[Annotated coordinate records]
==================================================

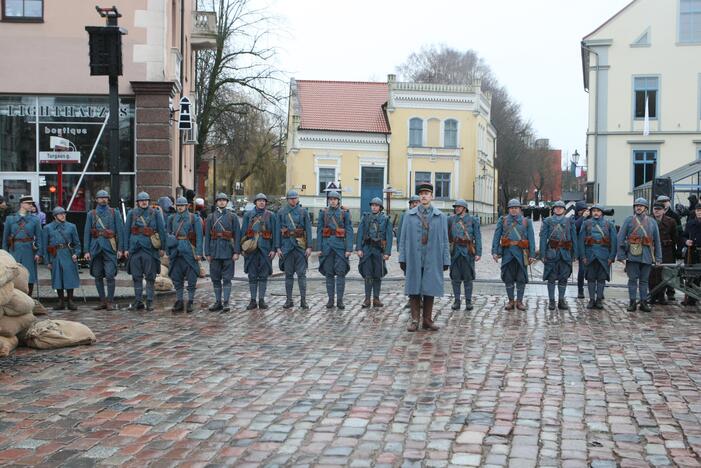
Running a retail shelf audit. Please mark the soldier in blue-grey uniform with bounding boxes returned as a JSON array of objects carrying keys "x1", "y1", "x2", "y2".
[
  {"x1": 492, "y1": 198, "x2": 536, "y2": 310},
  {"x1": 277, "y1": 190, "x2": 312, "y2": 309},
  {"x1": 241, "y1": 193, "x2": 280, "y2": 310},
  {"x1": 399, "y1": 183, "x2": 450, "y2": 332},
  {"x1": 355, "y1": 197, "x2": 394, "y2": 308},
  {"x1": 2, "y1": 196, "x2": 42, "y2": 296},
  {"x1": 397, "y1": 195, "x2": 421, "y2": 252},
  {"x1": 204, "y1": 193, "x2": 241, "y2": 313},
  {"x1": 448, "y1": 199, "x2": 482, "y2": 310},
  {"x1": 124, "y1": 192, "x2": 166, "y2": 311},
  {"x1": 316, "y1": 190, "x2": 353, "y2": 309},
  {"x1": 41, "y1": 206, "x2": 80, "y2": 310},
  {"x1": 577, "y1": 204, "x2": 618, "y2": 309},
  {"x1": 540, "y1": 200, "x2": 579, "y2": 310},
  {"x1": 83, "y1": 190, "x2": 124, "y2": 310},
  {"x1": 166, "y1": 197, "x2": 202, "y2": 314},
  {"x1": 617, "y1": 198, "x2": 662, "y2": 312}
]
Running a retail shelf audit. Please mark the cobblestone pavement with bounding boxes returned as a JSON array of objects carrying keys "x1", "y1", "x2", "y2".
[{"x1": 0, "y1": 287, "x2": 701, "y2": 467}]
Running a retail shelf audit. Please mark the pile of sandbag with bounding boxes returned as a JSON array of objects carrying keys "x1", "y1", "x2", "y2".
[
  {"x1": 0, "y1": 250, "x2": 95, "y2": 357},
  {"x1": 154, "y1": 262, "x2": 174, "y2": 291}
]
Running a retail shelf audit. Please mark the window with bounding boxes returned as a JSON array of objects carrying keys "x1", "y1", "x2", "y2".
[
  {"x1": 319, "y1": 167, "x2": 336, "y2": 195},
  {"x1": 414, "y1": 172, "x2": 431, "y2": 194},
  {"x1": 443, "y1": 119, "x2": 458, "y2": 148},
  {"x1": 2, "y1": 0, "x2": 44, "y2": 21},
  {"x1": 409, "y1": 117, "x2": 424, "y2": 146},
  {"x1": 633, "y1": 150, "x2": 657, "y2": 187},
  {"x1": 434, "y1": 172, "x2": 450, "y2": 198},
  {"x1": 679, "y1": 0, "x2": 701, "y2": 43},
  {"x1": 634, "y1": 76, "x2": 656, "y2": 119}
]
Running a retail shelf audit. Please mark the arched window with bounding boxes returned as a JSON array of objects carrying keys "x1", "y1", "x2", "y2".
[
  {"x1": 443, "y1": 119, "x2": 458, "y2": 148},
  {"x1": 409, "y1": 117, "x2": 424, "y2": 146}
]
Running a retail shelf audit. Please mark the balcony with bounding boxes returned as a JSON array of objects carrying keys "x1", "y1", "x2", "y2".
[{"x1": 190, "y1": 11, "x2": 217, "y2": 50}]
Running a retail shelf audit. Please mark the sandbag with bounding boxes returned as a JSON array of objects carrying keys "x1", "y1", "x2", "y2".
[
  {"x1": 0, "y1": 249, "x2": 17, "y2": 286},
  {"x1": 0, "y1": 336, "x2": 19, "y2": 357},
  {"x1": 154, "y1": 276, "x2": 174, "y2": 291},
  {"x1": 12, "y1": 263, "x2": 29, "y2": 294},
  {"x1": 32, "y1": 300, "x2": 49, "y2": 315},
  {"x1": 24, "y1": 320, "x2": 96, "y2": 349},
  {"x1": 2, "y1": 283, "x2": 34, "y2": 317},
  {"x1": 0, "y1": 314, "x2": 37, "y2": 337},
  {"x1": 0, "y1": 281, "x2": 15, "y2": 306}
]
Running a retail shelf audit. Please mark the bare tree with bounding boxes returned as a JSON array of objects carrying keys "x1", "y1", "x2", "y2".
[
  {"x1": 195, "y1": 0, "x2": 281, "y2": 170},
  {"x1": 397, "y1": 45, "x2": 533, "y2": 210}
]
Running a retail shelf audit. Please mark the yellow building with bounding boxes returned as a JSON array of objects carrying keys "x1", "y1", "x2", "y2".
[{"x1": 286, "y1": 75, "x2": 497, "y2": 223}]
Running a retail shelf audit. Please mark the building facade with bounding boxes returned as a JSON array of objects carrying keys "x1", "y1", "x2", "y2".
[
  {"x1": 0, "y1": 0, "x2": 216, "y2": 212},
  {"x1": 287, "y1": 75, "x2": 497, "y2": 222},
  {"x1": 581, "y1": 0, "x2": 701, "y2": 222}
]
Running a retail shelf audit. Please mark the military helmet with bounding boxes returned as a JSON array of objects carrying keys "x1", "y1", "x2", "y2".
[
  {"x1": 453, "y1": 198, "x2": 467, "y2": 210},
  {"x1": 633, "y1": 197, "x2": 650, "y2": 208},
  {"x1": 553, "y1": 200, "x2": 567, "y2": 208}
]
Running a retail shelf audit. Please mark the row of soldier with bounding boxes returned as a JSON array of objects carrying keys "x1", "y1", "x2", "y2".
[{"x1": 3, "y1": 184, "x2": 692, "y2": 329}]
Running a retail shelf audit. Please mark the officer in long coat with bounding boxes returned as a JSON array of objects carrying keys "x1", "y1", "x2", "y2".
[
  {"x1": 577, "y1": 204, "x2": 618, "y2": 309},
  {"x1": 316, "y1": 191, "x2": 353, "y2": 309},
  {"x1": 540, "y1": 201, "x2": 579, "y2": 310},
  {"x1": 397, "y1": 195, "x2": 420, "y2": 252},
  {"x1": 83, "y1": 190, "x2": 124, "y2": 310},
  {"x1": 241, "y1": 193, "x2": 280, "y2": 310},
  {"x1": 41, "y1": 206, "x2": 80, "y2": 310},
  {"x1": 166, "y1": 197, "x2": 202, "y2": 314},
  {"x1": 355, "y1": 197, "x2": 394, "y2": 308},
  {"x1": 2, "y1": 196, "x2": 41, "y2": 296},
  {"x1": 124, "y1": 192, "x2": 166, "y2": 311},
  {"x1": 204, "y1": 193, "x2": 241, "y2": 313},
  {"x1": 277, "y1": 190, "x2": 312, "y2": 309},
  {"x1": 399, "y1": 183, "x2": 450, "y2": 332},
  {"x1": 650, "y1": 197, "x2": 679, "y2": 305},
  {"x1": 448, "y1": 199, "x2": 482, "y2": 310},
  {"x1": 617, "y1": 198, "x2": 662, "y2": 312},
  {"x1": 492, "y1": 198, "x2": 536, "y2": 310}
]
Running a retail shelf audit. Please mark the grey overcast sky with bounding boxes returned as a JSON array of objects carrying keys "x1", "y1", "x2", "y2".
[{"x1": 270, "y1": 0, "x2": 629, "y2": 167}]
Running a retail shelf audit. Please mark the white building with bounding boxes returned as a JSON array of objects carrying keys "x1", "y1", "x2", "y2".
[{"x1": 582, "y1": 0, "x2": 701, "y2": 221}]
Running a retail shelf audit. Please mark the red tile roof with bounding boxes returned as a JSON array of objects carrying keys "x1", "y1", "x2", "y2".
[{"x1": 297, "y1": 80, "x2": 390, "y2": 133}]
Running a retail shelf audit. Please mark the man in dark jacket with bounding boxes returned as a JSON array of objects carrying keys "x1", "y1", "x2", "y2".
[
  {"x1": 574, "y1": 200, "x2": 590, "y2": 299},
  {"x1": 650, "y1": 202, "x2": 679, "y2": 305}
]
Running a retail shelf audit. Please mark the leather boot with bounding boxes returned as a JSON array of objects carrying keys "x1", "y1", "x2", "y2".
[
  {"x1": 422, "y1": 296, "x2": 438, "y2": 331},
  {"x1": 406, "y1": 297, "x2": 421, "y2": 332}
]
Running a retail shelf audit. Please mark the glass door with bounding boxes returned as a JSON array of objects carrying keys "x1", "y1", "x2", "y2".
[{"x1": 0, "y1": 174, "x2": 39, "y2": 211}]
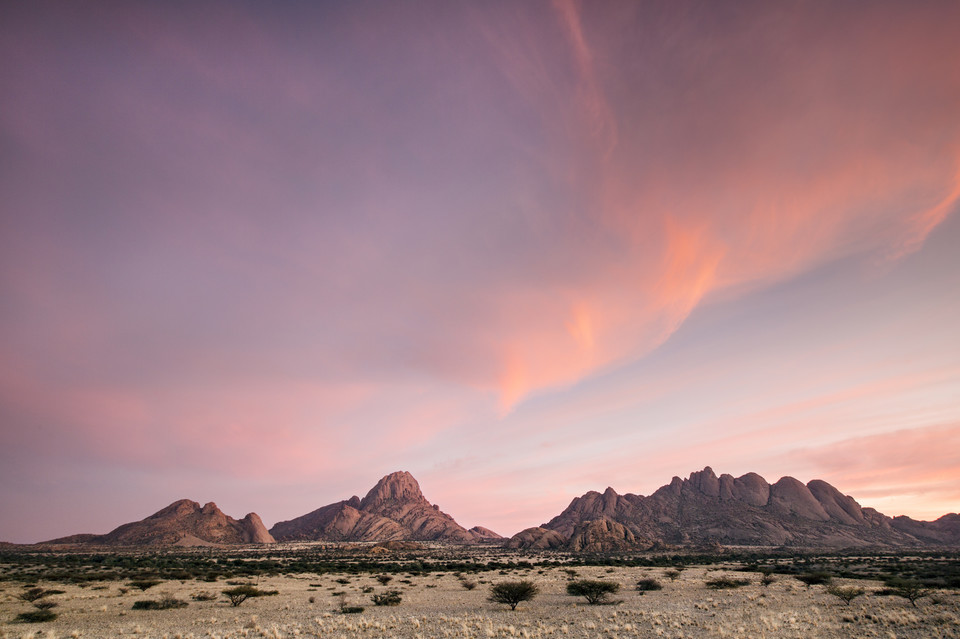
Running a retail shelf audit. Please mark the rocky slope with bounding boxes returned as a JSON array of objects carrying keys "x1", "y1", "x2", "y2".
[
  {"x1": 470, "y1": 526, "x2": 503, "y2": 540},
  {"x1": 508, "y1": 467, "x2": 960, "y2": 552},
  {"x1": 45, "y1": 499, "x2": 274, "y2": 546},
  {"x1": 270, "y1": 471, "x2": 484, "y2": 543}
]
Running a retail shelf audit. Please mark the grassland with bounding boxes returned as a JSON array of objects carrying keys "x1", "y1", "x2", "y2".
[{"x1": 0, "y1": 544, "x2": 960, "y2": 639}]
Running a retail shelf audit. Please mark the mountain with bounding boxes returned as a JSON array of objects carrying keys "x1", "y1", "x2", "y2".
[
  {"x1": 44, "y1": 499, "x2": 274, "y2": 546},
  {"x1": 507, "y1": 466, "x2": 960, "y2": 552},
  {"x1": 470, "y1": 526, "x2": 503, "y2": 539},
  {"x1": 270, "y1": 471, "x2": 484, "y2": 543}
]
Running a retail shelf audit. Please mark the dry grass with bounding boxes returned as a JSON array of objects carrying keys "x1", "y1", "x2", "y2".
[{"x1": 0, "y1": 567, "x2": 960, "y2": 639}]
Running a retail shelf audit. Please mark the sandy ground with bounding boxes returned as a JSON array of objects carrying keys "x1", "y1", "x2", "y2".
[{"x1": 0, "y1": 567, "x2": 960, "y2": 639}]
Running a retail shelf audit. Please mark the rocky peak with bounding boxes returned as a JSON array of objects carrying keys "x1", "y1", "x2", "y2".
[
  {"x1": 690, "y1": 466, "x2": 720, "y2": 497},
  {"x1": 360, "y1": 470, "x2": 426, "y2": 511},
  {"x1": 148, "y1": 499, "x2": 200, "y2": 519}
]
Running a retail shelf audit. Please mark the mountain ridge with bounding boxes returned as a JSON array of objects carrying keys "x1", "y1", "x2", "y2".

==================================================

Exercise details.
Gather every line of the items above that contains the string "grey".

Problem solution.
Running a retail shelf audit. Please mark the soldier in blue-grey uniform with bounding boxes returned as a JSON array of objects carrying keys "x1", "y1", "x2", "y2".
Running a retail shelf audit. Please mark the grey overcast sky with bounding boxes returned as a JSON array of objects carrying keys "x1", "y1", "x2", "y2".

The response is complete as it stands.